* EXERCISE PASSAGE:

David Gilbert’s “& Sons” is a big, fat novel that’s a commentary on big, fat novels. It has a great man at its center: A.N. Dyer, an aging author whose style mashes up John Updike, Philip Roth and John Irving. But who, in this cynical age, would accept a great man tale at face value? Gilbert wants to show how thin the veneer of greatness is, as evidenced by Dyer’s emotionally roughed-up sons.
The novel also celebrates the power of words — Gilbert invents swaths of Dyer’s prose, which is stylistically distinct from his own. But Gilbert also exposes the shallowness of those words. Dyer busily retypes a draft of his classic first novel, “Ampersand,” but only to get a better sale price for his papers. Here, art always has a whiff of fraud about it.
So typical big-novel comforts are deliberately unsettled in “& Sons”: It often feels like a postmodern novel in realist drag. Its narrator, Philip Topping, son of Dyer’s longtime friend and the inspiration for “Ampersand,” is a kind of parody of the omniscient Dickensian narrator, watching Dyer’s circle with an almost stalkerish enthusiasm. And there’s much to observe in the tony corners of Manhattan where the novel is set. Dyer’s eldest son, Richard, is a recovering addict who’s pressured to get Dad to approve a film version of “Ampersand.” Another son, Jamie, is a journalist whose heartfelt video art piece has gone clumsily viral.
Both sons are aghast when Dyer claims their half-brother is a clone of the great author himself. “A clone?” Dyer’s ex-wife thinks. “How could he bring back up all of the heartbreak, and rewritten as science fiction, no less?” But that kind of rewriting is Dyer’s great talent.
How much to trust a novel like this, so concerned with novelistic fraudulence, yet so impressively written? Passages rise up in great Franzen-y heaves, thick with wit and close observation. When Philip sorts through Dyer’s papers, he sees “collections of expired passports and driver’s licenses in which I could see him age in bureaucratic leaps.” Gilbert imitates confessional letters, Hollywood cokehead chatter, IM exchanges and high-society gossip, all with aplomb.
All of it, though, serves an argument that novelistic grace only gets you so far. The power of the great man is fleeting, Jamie argues: “When A.N. Dyer dies, he’s dead. … They’ll just read his obituary and move on to sports.” “& Sons” takes a hard look at such fleeting reputations, but it’s built to last in its own way. Decades hence, when we want to know how much we missed romantic notions of artistic greatness, we can start with this book.
Mark Athitakis is a reviewer based in Washington, D.C.

* INFORMATION SHOWN:
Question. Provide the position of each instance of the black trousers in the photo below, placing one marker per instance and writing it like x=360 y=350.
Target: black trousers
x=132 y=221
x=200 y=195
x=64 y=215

* DIRECTIONS: Please restate the book review from "Both sons are" up to and including "Dyer’s great talent.", renaming "ex-wife" to "former wife".

* WRITTEN RESPONSE:
Both sons are aghast when Dyer claims their half-brother is a clone of the great author himself. “A clone?” Dyer’s former wife thinks. “How could he bring back up all of the heartbreak, and rewritten as science fiction, no less?” But that kind of rewriting is Dyer’s great talent.